**任务说明**
请把下面正文中从“冬至,吃饺子还是汤圆?”一直到“家看看了(爸爸起码回去过)。”的部分重新写出,并把其中的“饺子”全部替换成“馄饨”。

**正文**
冬至,吃饺子还是汤圆?
早上还没睁开眼,爸爸打来电话,“今天是冬至,吃汤圆还是吃饺子?我们北方是吃饺子的。”
“没事没事,饺子、汤圆都可以。”我对着手机嗯嗯啊啊。
爸爸快70岁了,出生在浙江金华,又在辗转丽水,最后在温州扎下根,工作、结婚、生子、退休,现在帮我带孩子,也没有离开过…………奇怪的是,他始终习惯说普通话,而且张口闭口,我们北方。
我在浙江温州出生、长大。在上大学前一直生活在江南(诗意的词汇),就连旅行都没有越过长江。更不用说去山东老家看看了(爸爸起码回去过)。
但我始终不认为自己是个温州人。户口本上的祖籍写着山东,不是最好的证明吗?

[记录]
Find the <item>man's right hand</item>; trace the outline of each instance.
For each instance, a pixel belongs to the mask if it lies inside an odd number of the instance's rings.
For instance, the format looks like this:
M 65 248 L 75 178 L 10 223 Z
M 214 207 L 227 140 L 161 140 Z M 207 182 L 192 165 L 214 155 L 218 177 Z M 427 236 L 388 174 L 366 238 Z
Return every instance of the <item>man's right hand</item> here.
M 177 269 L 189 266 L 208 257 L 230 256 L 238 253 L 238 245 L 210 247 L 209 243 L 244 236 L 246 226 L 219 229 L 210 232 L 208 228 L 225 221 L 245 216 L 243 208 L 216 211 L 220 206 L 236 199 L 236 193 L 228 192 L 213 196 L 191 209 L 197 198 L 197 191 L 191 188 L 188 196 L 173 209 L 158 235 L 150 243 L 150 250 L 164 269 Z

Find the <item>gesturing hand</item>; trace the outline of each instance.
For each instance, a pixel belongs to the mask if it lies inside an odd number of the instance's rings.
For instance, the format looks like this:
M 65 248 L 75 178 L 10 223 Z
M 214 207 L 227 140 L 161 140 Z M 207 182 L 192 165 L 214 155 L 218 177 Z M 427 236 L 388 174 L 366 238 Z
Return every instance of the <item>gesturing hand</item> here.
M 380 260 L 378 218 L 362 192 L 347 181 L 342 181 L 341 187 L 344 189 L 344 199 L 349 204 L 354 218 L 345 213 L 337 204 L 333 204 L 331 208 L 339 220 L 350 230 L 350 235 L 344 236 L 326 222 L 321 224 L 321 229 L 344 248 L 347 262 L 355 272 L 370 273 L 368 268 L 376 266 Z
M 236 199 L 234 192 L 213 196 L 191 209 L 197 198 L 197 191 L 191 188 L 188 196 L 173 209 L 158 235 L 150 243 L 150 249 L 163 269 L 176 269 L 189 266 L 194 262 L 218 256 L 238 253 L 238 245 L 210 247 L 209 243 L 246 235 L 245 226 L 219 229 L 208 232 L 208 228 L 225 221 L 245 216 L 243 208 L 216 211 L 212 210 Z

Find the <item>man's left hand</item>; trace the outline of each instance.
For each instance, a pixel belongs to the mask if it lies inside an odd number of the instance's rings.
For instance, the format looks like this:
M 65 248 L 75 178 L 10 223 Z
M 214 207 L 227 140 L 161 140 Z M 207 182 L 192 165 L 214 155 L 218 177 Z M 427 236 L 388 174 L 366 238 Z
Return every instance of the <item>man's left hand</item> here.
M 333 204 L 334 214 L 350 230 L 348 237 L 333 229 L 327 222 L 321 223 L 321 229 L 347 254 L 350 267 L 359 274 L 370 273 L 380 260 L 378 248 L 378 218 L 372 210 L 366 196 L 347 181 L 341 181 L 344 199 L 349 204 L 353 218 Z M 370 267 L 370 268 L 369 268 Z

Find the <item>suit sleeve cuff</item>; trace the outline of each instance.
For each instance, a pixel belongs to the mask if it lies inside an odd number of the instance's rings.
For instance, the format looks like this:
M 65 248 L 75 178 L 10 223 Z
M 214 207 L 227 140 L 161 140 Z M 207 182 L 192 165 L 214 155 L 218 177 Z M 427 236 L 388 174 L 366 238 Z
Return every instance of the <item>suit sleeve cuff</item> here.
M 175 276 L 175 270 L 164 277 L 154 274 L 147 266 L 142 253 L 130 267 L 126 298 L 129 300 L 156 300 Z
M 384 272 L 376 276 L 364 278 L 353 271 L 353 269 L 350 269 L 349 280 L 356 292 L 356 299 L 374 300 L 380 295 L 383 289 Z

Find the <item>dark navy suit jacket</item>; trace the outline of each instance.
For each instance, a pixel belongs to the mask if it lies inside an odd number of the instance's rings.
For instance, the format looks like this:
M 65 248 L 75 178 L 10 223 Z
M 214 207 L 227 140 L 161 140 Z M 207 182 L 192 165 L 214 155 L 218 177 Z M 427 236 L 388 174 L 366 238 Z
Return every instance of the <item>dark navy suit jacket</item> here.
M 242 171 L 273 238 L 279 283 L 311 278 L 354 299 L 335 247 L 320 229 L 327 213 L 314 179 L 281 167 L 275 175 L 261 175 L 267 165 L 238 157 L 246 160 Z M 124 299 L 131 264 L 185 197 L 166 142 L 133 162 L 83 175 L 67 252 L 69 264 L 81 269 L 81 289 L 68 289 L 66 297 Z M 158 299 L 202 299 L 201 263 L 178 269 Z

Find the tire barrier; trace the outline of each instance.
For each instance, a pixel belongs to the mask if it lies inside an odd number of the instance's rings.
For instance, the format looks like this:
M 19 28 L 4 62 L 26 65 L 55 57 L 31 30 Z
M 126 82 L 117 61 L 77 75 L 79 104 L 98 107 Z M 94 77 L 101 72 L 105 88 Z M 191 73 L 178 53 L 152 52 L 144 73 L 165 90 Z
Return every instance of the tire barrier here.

**参考答案**
冬至,吃馄饨还是汤圆?
早上还没睁开眼,爸爸打来电话,“今天是冬至,吃汤圆还是吃馄饨?我们北方是吃馄饨的。”
“没事没事,馄饨、汤圆都可以。”我对着手机嗯嗯啊啊。
爸爸快70岁了,出生在浙江金华,又在辗转丽水,最后在温州扎下根,工作、结婚、生子、退休,现在帮我带孩子,也没有离开过…………奇怪的是,他始终习惯说普通话,而且张口闭口,我们北方。
我在浙江温州出生、长大。在上大学前一直生活在江南(诗意的词汇),就连旅行都没有越过长江。更不用说去山东老家看看了(爸爸起码回去过)。